Reproduce word for word the lines of the data below, from the line containing "Q: Pick out each instance of the striped" through the final line of the data, both included.

(Stored entries)
——

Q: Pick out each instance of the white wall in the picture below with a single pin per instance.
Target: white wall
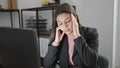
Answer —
(98, 14)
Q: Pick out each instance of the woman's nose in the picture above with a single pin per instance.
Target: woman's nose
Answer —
(65, 25)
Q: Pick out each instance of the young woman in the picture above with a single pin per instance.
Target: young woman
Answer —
(73, 45)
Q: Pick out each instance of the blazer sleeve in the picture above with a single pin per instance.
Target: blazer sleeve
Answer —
(51, 57)
(88, 48)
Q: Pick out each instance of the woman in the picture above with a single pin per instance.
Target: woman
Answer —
(73, 45)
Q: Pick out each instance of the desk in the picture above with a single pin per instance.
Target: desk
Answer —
(11, 15)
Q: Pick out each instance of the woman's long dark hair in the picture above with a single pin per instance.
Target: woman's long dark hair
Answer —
(63, 8)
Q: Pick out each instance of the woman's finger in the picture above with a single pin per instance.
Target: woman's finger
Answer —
(62, 36)
(74, 19)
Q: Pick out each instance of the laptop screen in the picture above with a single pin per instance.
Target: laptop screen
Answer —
(19, 48)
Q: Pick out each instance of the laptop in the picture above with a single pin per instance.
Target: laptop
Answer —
(19, 48)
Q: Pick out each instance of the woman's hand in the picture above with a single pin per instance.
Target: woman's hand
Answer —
(75, 26)
(58, 37)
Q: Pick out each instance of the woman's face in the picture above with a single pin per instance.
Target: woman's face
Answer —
(64, 23)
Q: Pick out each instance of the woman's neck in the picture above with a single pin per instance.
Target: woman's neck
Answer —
(70, 36)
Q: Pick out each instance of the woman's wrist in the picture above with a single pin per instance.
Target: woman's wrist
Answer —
(55, 43)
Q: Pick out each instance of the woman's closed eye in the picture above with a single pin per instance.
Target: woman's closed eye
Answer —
(60, 23)
(68, 20)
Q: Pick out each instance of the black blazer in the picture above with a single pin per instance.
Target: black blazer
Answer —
(85, 52)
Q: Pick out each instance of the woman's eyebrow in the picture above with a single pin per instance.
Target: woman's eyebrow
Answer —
(67, 18)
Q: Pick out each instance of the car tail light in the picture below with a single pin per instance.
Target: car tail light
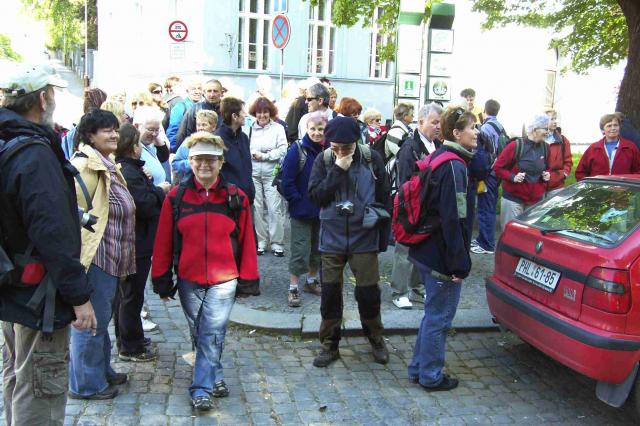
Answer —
(608, 290)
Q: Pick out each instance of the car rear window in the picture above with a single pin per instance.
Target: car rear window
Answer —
(601, 213)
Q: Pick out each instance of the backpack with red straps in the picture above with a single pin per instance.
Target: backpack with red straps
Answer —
(410, 223)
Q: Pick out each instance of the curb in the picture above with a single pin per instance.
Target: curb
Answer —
(395, 322)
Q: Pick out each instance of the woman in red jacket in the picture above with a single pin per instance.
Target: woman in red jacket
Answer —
(611, 155)
(523, 178)
(214, 246)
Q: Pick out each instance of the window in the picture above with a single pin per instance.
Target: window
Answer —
(253, 34)
(322, 39)
(377, 69)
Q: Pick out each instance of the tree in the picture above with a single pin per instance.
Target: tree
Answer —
(65, 22)
(6, 51)
(590, 33)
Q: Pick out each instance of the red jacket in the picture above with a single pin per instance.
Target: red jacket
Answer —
(207, 255)
(559, 165)
(595, 160)
(506, 168)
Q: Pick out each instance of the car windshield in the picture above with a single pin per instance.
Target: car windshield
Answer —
(601, 213)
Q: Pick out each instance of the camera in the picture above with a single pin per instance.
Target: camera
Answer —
(344, 208)
(87, 220)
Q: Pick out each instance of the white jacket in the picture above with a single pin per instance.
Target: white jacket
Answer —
(271, 142)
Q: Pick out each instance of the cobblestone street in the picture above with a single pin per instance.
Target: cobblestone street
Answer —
(272, 381)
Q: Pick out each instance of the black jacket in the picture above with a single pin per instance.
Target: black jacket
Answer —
(237, 160)
(148, 199)
(411, 151)
(188, 124)
(41, 207)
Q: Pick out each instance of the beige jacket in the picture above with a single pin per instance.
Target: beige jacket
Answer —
(98, 181)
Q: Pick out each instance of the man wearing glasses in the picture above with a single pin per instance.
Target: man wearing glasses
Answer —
(344, 182)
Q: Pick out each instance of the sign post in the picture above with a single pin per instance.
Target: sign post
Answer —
(280, 35)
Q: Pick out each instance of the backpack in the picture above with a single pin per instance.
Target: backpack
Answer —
(234, 205)
(410, 223)
(277, 171)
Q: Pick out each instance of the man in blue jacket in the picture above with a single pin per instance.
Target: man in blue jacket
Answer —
(345, 179)
(41, 235)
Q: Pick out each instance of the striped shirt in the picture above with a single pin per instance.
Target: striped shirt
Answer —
(116, 252)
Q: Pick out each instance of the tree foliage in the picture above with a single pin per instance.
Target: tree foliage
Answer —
(589, 32)
(350, 12)
(65, 22)
(6, 51)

——

## Correct answer
Q: Pick out each instance of the striped shirt in the picture above with a single pin per instance.
Target: striped shirt
Answer —
(116, 252)
Q: Pick out each instance of the tree foliage in the picture above with a single pin per instance.
Target: tree foliage
Answer —
(589, 32)
(350, 12)
(65, 22)
(6, 51)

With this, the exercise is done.